Objetivo => Reescreva todos os itens abaixo como uma tabela Markdown de duas colunas, "Linha" para o número da linha e "Texto" para a linha correspondente, omitindo as linhas em branco. Deixe as imagens fora da resposta.

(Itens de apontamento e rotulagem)
##########

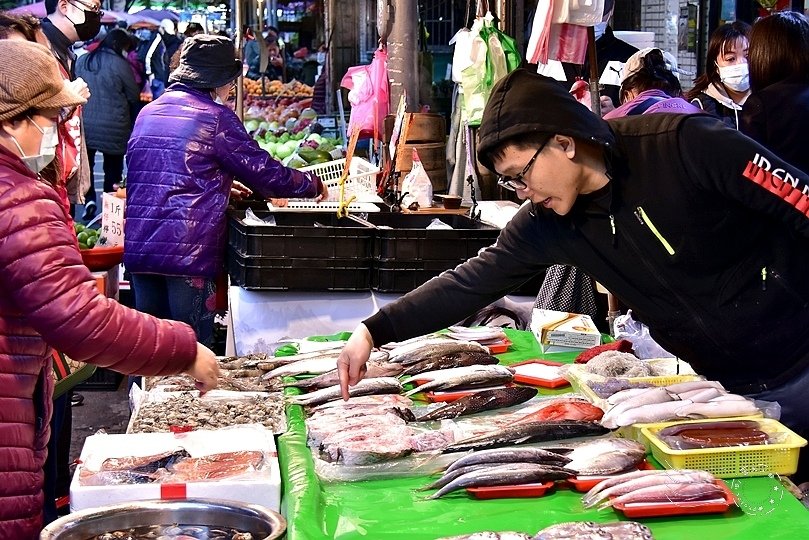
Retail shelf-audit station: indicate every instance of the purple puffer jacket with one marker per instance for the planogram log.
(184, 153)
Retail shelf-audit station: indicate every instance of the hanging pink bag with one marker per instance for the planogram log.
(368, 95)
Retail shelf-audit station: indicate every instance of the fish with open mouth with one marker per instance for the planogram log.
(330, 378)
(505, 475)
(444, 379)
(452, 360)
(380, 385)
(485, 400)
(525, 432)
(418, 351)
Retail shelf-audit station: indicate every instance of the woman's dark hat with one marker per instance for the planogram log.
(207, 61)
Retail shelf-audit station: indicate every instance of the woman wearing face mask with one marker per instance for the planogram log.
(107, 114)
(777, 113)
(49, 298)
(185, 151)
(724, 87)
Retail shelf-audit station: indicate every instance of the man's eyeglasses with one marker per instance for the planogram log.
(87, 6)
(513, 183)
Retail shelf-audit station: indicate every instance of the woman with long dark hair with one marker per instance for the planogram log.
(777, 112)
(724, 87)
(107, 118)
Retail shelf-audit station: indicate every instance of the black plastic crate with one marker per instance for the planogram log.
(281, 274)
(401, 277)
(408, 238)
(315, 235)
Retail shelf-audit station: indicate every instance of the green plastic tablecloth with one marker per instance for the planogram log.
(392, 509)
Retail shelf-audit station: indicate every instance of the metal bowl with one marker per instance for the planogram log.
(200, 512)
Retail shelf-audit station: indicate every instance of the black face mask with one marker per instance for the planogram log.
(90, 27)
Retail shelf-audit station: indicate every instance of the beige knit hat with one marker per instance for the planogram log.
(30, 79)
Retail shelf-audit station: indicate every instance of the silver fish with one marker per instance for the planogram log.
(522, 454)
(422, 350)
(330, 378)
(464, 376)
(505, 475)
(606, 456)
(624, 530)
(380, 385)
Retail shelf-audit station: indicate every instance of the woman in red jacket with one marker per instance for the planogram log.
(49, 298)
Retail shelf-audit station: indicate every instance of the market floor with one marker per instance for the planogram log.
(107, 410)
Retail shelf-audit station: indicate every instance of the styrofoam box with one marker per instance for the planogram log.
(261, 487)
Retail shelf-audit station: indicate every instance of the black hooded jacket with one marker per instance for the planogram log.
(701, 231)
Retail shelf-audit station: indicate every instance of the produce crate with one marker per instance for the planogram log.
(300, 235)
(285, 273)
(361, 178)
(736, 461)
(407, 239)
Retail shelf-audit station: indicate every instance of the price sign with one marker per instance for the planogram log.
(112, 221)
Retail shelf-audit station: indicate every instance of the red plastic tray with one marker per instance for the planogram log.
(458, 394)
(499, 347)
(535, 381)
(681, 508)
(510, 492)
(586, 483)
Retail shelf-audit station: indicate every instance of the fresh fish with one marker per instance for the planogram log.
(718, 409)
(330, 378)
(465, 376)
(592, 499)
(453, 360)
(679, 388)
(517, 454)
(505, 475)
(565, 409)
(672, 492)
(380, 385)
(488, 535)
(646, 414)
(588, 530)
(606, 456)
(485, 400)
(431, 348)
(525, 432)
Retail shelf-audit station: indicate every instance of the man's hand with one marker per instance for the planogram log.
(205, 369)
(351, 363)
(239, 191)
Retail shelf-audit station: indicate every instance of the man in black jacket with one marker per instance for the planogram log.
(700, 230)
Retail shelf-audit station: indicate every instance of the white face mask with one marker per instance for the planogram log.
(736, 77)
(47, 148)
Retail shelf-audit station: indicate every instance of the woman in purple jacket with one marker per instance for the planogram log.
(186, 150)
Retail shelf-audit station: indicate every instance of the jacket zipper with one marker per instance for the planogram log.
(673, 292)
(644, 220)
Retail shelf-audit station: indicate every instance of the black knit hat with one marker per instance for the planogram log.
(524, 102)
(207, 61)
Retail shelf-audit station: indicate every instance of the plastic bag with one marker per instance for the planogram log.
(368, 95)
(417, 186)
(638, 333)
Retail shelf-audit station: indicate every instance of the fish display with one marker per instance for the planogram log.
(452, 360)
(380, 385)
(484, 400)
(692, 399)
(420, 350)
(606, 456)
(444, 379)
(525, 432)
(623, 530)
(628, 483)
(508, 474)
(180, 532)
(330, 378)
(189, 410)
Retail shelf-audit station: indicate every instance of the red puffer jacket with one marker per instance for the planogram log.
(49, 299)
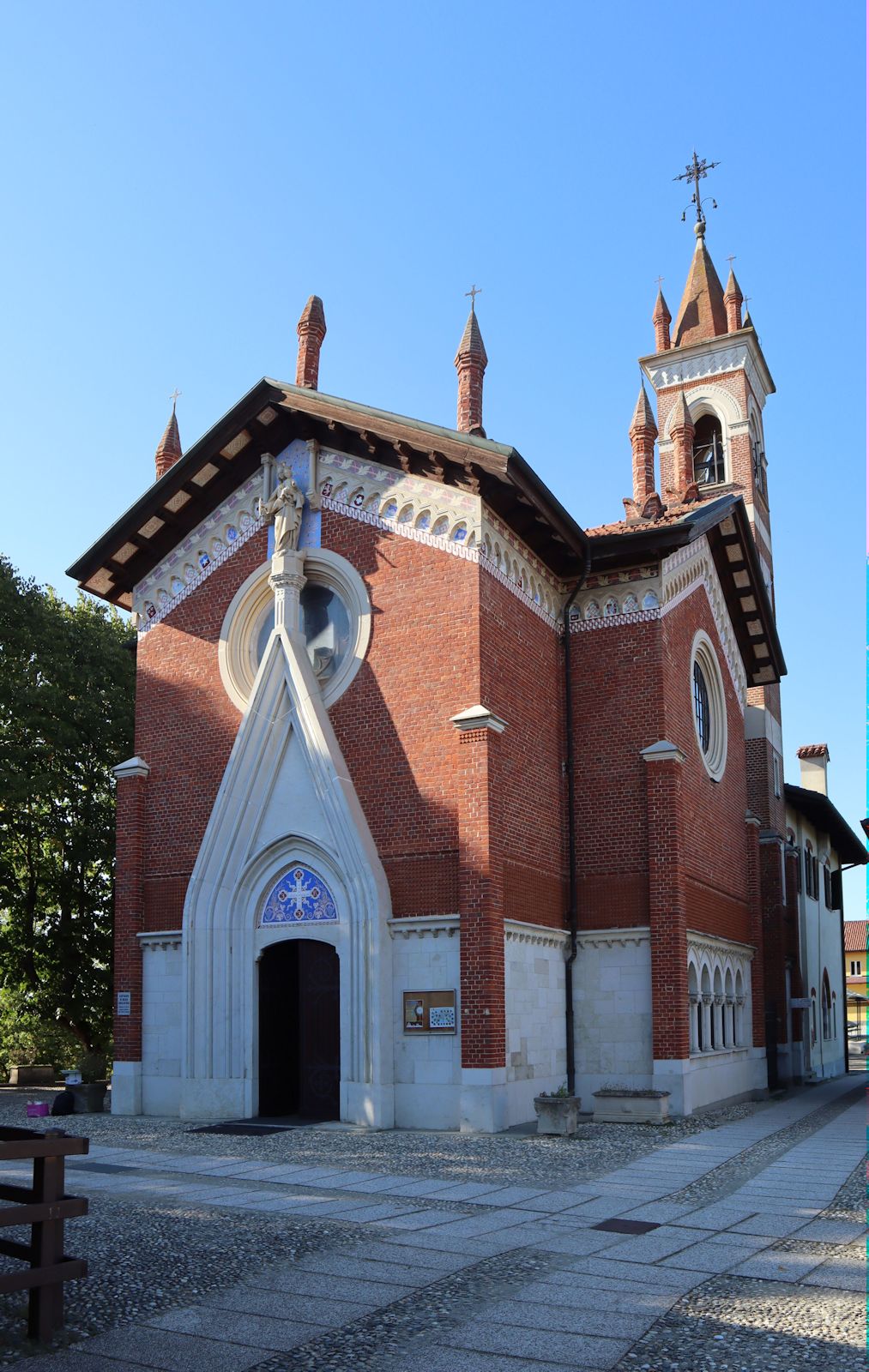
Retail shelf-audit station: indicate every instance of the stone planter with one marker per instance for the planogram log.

##########

Resposta correta =>
| Linha | Texto |
|---|---|
| 1 | Retail shelf-audit station: indicate every instance of the purple puffer jacket with one marker per instance for the planogram log. |
| 2 | (184, 153) |
| 3 | Retail shelf-audit station: indicate every instance of the hanging pink bag with one marker per instance for the planogram log. |
| 4 | (368, 95) |
| 5 | Retail shelf-audit station: indicate every instance of the fish with open mouth with one marker per instance for the planogram log. |
| 6 | (330, 378) |
| 7 | (505, 475) |
| 8 | (444, 379) |
| 9 | (452, 360) |
| 10 | (380, 385) |
| 11 | (485, 400) |
| 12 | (525, 432) |
| 13 | (418, 351) |
| 14 | Retail shelf-audit station: indicate every instance of the woman's dark hat with one marker per instance for the planogram log. |
| 15 | (207, 61) |
| 16 | Retail shelf-audit station: indicate every instance of the woman wearing face mask with one marker per instance for the planogram log. |
| 17 | (107, 114) |
| 18 | (777, 113) |
| 19 | (49, 298) |
| 20 | (185, 151) |
| 21 | (724, 87) |
| 22 | Retail shelf-audit station: indicate every instance of the man's eyeglasses with one marker per instance for the planogram log. |
| 23 | (87, 6) |
| 24 | (513, 183) |
| 25 | Retail shelf-audit station: indicate every instance of the woman with long dark hair with one marker per instance for the planogram log. |
| 26 | (777, 112) |
| 27 | (724, 87) |
| 28 | (107, 118) |
| 29 | Retail shelf-audit station: indicate every instance of the black plastic crate with one marker per instance for the planogram log. |
| 30 | (281, 274) |
| 31 | (401, 277) |
| 32 | (408, 238) |
| 33 | (315, 235) |
| 34 | Retail shelf-audit station: indicate every instance of the green plastic tablecloth with one marker per instance for the planogram log. |
| 35 | (392, 509) |
| 36 | Retail shelf-audit station: indicate every instance of the metal bowl with one marker per instance for the planogram log. |
| 37 | (200, 512) |
| 38 | Retail shelf-audit station: indicate every instance of the black face mask with one marker per instance for the planogram log. |
| 39 | (90, 27) |
| 40 | Retail shelf-audit station: indicate every instance of the beige knit hat with one marker per instance for the planogram log. |
| 41 | (30, 79) |
| 42 | Retail shelf-audit station: indicate every instance of the silver fish with one marker per instance for the planogram log. |
| 43 | (522, 454) |
| 44 | (422, 350) |
| 45 | (330, 378) |
| 46 | (464, 376) |
| 47 | (505, 475) |
| 48 | (606, 456) |
| 49 | (624, 530) |
| 50 | (380, 385) |
| 51 | Retail shelf-audit station: indicate every instance of the woman in red jacket with one marker per instance for the planogram log. |
| 52 | (49, 298) |
| 53 | Retail shelf-audit station: indicate every instance of the market floor with one marker per instance for the planogram log. |
| 54 | (107, 410) |
| 55 | Retail shelf-audit station: indicate every instance of the styrofoam box with one marker per instance for the planogram log. |
| 56 | (261, 487) |
| 57 | Retail shelf-audit station: indicate every instance of the black hooded jacket with one marker per instance for the planogram log. |
| 58 | (701, 231) |
| 59 | Retail shelf-audit station: indicate every instance of the produce crate with one marker per instance for the planogram log. |
| 60 | (300, 235) |
| 61 | (285, 273) |
| 62 | (361, 178) |
| 63 | (736, 461) |
| 64 | (407, 239) |
| 65 | Retail shelf-audit station: indicate every instance of the price sign with one marker per instance for the planogram log. |
| 66 | (112, 221) |
| 67 | Retail shelf-audit station: indicate every instance of the red plastic tray with one marker per instance for the planogram log. |
| 68 | (458, 394) |
| 69 | (499, 347) |
| 70 | (535, 381) |
| 71 | (681, 508) |
| 72 | (510, 492) |
| 73 | (586, 483) |
| 74 | Retail shelf-audit station: indicate every instance of the fresh fish with one marker per instance for the planogram log. |
| 75 | (718, 409) |
| 76 | (330, 378) |
| 77 | (465, 376) |
| 78 | (592, 499) |
| 79 | (453, 360) |
| 80 | (679, 388) |
| 81 | (517, 454) |
| 82 | (505, 475) |
| 83 | (565, 409) |
| 84 | (672, 492) |
| 85 | (380, 385) |
| 86 | (488, 535) |
| 87 | (646, 414) |
| 88 | (588, 530) |
| 89 | (606, 456) |
| 90 | (485, 400) |
| 91 | (431, 348) |
| 92 | (525, 432) |
| 93 | Retail shelf-audit station: indicate every instance of the man's hand with one marker per instance for the planogram log. |
| 94 | (205, 369) |
| 95 | (351, 363) |
| 96 | (239, 191) |
| 97 | Retail shelf-audit station: indicate every instance of the man in black jacket with one marker per instance for the planogram log. |
| 98 | (700, 230) |
| 99 | Retail shelf-audit station: indicate every instance of the white face mask with one marker per instance for the planogram log. |
| 100 | (736, 77) |
| 101 | (47, 148) |
| 102 | Retail shelf-audit station: indicate every instance of the woman in purple jacket with one marker per instance for the planogram log. |
| 103 | (186, 150) |
| 104 | Retail shelf-audit station: indicate every instance of the jacket zipper with one marker per instance for the planogram log. |
| 105 | (673, 292) |
| 106 | (644, 220) |
| 107 | Retail shelf-audit station: indicate every instance of the black knit hat with one marker per instance for the planogram log. |
| 108 | (524, 102) |
| 109 | (207, 61) |
| 110 | Retail shelf-audit station: indicate every instance of the plastic bag with one marker per instance for the planogram log. |
| 111 | (368, 95) |
| 112 | (417, 186) |
| 113 | (638, 333) |
| 114 | Retail shelf-audit station: indicate every instance of the fish display with one marker per instance for the planogram log. |
| 115 | (452, 360) |
| 116 | (380, 385) |
| 117 | (484, 400) |
| 118 | (692, 399) |
| 119 | (420, 350) |
| 120 | (606, 456) |
| 121 | (444, 379) |
| 122 | (525, 432) |
| 123 | (623, 530) |
| 124 | (628, 483) |
| 125 | (508, 474) |
| 126 | (180, 532) |
| 127 | (330, 378) |
| 128 | (189, 410) |
| 129 | Retail shelf-audit station: indicate every instance of the red puffer jacket with one marker per instance for the planogram log. |
| 130 | (49, 299) |
| 131 | Retail shelf-audit station: indicate every instance of the stone planter with one marker per instance for the planogram log. |